## WHAT YOU NEED TO DO:
Write out every one of the items below word for word, changing nothing.

>>>

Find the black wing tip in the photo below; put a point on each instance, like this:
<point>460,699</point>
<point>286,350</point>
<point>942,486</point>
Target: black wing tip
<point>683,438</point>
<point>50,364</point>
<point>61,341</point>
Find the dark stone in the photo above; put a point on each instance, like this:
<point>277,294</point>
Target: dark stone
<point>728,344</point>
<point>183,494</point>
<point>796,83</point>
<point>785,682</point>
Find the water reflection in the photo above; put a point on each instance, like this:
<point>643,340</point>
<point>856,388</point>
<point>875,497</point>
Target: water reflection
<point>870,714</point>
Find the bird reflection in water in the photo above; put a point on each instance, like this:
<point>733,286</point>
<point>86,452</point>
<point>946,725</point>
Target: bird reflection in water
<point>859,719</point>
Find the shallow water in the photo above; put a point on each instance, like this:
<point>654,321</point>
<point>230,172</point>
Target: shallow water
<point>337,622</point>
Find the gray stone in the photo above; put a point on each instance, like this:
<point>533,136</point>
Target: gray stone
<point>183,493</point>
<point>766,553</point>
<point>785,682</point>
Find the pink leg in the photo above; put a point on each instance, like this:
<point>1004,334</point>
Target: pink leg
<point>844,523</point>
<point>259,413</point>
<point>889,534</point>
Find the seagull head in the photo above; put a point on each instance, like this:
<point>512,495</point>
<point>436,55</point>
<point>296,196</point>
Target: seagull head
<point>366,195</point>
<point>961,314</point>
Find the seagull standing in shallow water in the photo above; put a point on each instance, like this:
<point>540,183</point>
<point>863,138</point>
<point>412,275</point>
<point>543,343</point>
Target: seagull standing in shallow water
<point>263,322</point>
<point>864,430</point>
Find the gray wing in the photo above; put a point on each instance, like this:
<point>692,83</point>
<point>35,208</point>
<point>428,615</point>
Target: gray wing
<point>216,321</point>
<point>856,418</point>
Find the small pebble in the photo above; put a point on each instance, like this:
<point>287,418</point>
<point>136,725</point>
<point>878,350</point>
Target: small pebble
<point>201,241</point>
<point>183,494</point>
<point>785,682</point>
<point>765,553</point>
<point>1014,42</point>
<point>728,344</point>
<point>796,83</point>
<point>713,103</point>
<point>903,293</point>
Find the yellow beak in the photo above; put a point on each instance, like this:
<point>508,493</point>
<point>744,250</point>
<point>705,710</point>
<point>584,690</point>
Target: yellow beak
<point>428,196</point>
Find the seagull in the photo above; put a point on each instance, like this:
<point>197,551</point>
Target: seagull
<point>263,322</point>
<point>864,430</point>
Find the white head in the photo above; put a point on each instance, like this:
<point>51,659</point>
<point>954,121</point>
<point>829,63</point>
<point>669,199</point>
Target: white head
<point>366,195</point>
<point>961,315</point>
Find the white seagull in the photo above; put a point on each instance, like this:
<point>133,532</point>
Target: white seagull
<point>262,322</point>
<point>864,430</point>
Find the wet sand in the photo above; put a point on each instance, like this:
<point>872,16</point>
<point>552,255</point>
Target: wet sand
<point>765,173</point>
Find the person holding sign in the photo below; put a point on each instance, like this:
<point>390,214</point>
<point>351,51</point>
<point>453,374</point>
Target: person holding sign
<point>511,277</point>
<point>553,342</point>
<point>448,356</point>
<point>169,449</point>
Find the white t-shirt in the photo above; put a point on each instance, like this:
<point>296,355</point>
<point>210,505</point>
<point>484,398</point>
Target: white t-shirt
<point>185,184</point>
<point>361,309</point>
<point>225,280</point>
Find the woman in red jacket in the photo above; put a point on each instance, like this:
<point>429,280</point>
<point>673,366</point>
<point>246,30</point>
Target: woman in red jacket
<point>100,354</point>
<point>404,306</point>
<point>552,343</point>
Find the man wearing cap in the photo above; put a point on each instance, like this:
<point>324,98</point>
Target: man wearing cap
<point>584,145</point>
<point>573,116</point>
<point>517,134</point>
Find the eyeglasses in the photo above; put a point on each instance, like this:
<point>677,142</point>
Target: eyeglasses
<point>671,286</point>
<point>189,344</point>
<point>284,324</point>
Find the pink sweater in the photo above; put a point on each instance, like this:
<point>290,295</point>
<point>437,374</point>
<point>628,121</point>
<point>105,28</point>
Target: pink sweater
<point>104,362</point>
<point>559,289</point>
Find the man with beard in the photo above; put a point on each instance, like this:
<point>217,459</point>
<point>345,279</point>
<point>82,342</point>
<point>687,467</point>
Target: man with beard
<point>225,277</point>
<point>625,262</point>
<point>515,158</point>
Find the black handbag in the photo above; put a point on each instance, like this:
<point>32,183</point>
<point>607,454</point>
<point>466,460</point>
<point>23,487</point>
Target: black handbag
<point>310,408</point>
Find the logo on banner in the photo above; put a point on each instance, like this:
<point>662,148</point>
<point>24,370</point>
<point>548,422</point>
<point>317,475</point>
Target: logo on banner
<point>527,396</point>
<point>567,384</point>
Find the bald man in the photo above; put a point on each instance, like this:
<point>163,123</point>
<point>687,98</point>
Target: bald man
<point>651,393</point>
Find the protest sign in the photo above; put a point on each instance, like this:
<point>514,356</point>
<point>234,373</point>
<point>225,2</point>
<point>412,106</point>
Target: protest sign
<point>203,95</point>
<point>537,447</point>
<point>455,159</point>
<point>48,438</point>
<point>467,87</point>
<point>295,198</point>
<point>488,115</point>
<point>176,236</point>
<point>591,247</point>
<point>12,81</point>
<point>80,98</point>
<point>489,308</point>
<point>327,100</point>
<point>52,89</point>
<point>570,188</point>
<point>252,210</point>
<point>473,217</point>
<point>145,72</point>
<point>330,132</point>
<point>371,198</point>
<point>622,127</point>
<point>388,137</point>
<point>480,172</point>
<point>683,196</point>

<<<

## EXERCISE SOLUTION:
Find the black wing tip in the photo below; put a point on each instance, like this:
<point>460,699</point>
<point>286,350</point>
<point>942,486</point>
Target: black wing tip
<point>683,438</point>
<point>50,364</point>
<point>61,341</point>
Find the dark stone in the photo above; put a point on each instance, like this:
<point>277,294</point>
Target: dark stone
<point>728,344</point>
<point>183,494</point>
<point>796,83</point>
<point>785,682</point>
Find the water reflection in the photo above; put a point on each instance, like this:
<point>643,340</point>
<point>856,388</point>
<point>875,497</point>
Target: water reflection
<point>870,714</point>
Find the bird reflection in water in the photo above; put a point on each instance, like this:
<point>733,286</point>
<point>86,452</point>
<point>946,725</point>
Target: bird reflection in water
<point>859,719</point>
Find the shallow water in the photo above; put a point on each instance, like this:
<point>654,321</point>
<point>230,172</point>
Target: shallow water
<point>337,622</point>
Find the gray stone in the photo above; put a point on each instance, like this:
<point>533,136</point>
Target: gray stone
<point>183,493</point>
<point>766,553</point>
<point>785,682</point>
Find the pink leg in the photo above; put a point on each instance, like this:
<point>1004,334</point>
Target: pink leg
<point>844,523</point>
<point>259,413</point>
<point>889,534</point>
Find the seagull head in the photo above; put a point on each instance, like this:
<point>512,495</point>
<point>436,55</point>
<point>296,196</point>
Target: seagull head
<point>366,195</point>
<point>961,314</point>
Find the seagull standing in shallow water in the photo above; put a point on each instance, like this:
<point>540,183</point>
<point>863,138</point>
<point>412,275</point>
<point>543,343</point>
Target: seagull standing in shallow water
<point>263,322</point>
<point>864,430</point>
Find the gray wing in the photo above; put a point on each instance, like this:
<point>692,83</point>
<point>35,208</point>
<point>428,615</point>
Target: gray wing
<point>216,321</point>
<point>856,418</point>
Find the small pebble in the photo above; put a point on each instance, like this:
<point>287,418</point>
<point>136,725</point>
<point>878,350</point>
Target: small pebble
<point>201,241</point>
<point>183,494</point>
<point>785,682</point>
<point>765,553</point>
<point>1014,42</point>
<point>728,344</point>
<point>796,83</point>
<point>713,103</point>
<point>903,293</point>
Find the yellow beak in the photo above; put a point on each instance, like this:
<point>508,493</point>
<point>744,250</point>
<point>705,710</point>
<point>584,690</point>
Target: yellow beak
<point>428,196</point>
Find the seagull in the photo above; put a point on each instance, like this:
<point>197,551</point>
Target: seagull
<point>263,322</point>
<point>864,430</point>
Find the white head in the photo above; put a point on each instance, like this:
<point>51,659</point>
<point>954,121</point>
<point>829,63</point>
<point>669,199</point>
Target: white head
<point>366,195</point>
<point>961,315</point>
Find the white seagull in the photo above; put a point on each instance, like this:
<point>133,532</point>
Target: white seagull
<point>262,322</point>
<point>864,430</point>
Find the wet sand in the photo above; put a point on each instance, like this:
<point>872,16</point>
<point>552,255</point>
Target: wet sand
<point>765,173</point>
Find the person holding sign in the photo below; put a point on each instance, like this:
<point>390,214</point>
<point>351,51</point>
<point>453,374</point>
Target: person holding sign
<point>511,277</point>
<point>553,342</point>
<point>448,356</point>
<point>169,449</point>
Find the white t-shirt in the photo above; put a point on each instance, like this:
<point>296,355</point>
<point>210,505</point>
<point>484,398</point>
Target: white t-shirt
<point>185,184</point>
<point>361,309</point>
<point>225,280</point>
Find the woman in red jacket in the photo above; put a point on each instance, like this:
<point>429,280</point>
<point>673,366</point>
<point>246,30</point>
Target: woman in red jacket
<point>100,354</point>
<point>404,306</point>
<point>552,343</point>
Find the man wearing cap in the photo above; put a point on each instance, like this:
<point>324,98</point>
Target: man wearing cap
<point>584,145</point>
<point>573,116</point>
<point>517,134</point>
Find the eyeglasses in the photo above; put a point on each instance, like this:
<point>677,142</point>
Target: eyeglasses
<point>671,286</point>
<point>189,344</point>
<point>284,324</point>
Find the pink sweater in the photo above; put a point on each instance, like this:
<point>290,295</point>
<point>437,374</point>
<point>628,121</point>
<point>105,28</point>
Target: pink sweater
<point>104,362</point>
<point>559,289</point>
Find the man with beard in the photo above; put a point on each instance, like this:
<point>217,459</point>
<point>345,279</point>
<point>82,342</point>
<point>687,467</point>
Target: man with beard
<point>225,277</point>
<point>625,262</point>
<point>515,158</point>
Find the black handbag in the photo above; put a point on each instance, like this:
<point>32,183</point>
<point>607,454</point>
<point>466,460</point>
<point>23,487</point>
Target: black handbag
<point>310,408</point>
Find the logo on banner in the photo above; put a point on each instance, like this:
<point>662,148</point>
<point>24,370</point>
<point>548,422</point>
<point>317,475</point>
Target: logo on banner
<point>527,396</point>
<point>567,384</point>
Find the bald man in the photo above; put a point on each instance, like this:
<point>163,123</point>
<point>687,98</point>
Target: bald man
<point>651,393</point>
Find the protest sign in the photo above; put a point on each instance, like this:
<point>514,356</point>
<point>234,373</point>
<point>225,2</point>
<point>412,106</point>
Target: protest sign
<point>203,95</point>
<point>537,447</point>
<point>455,159</point>
<point>48,438</point>
<point>467,87</point>
<point>295,198</point>
<point>488,115</point>
<point>176,236</point>
<point>591,247</point>
<point>12,81</point>
<point>80,98</point>
<point>489,308</point>
<point>327,100</point>
<point>52,89</point>
<point>570,188</point>
<point>252,210</point>
<point>473,217</point>
<point>145,72</point>
<point>330,132</point>
<point>371,198</point>
<point>622,127</point>
<point>388,137</point>
<point>480,172</point>
<point>683,196</point>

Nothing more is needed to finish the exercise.